[DIRECTIVE]: Pictures stay out of your copy, but everything else in the records below must be repeated exactly.

Photo-based point labeling data
——
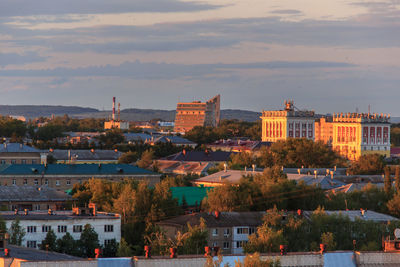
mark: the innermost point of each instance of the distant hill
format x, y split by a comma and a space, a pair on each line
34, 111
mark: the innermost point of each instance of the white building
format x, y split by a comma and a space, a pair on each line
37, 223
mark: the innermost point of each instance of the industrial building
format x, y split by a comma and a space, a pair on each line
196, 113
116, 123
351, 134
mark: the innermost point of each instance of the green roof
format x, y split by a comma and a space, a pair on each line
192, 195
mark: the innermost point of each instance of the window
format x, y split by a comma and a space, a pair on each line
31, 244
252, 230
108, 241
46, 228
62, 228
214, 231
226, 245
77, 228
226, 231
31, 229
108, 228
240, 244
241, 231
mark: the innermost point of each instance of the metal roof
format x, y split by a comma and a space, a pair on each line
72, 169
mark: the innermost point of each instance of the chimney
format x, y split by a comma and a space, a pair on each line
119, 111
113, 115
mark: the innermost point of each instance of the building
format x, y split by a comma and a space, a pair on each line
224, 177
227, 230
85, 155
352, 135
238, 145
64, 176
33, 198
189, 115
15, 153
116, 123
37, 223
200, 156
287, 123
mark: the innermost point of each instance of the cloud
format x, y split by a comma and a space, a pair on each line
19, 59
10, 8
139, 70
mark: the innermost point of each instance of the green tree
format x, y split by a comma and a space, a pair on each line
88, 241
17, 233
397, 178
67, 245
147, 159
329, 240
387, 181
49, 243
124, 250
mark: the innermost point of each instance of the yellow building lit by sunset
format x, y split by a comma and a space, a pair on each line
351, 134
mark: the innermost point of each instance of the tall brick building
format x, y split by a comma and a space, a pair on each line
——
[COMPLETE RESPONSE]:
mark: the innermost point of each instance of the distant hill
format x, y split by a comma and a space, a pair on each line
34, 111
mark: the innermost point of each instance of the white building
format x, y split by a comma and a space, a pair on each line
37, 223
mark: the innermost point of each instance of the industrial building
format x, y split by a comma and a space, a pair on each line
196, 113
116, 123
351, 134
mark: the innermost point of each instance of the green roof
format x, y split by a comma and a space, a pair on each line
192, 195
mark: the innermost point of each instance of the window
format x, y split by a comma and a space, a pair on each line
31, 244
252, 230
108, 241
46, 228
62, 228
214, 231
226, 245
77, 228
226, 231
31, 229
108, 228
240, 244
241, 231
mark: the innermost point of each instance of the metal roof
format x, y split by a comma and a space, a pair on each line
72, 169
mark: the innermost point of each instance of the chimney
format x, y split by a comma and a space, a pair on each line
119, 111
113, 115
mark: the innermost point of each instance of the building
format x, y split by a comma and a space, a pair on each line
224, 177
227, 230
85, 155
352, 135
238, 145
64, 176
33, 198
189, 115
15, 153
116, 123
37, 223
200, 156
287, 123
mark: the innermost point of each instance of the cloud
format x, y split by a comma and a space, a pair on each line
19, 59
10, 8
139, 70
mark: the innermost point of each instance of the green tree
format x, y split by a comma and a space, a pair on each line
88, 241
17, 233
397, 178
67, 245
147, 159
329, 240
387, 181
49, 243
124, 250
mark: the innermost point of each instance of the yellow building lit by sunset
format x, y split by a comma and a space, a pair on each line
351, 134
mark: the innermost point of each instance of the tall brick building
format x, y split by a comma and a space, a pair on each line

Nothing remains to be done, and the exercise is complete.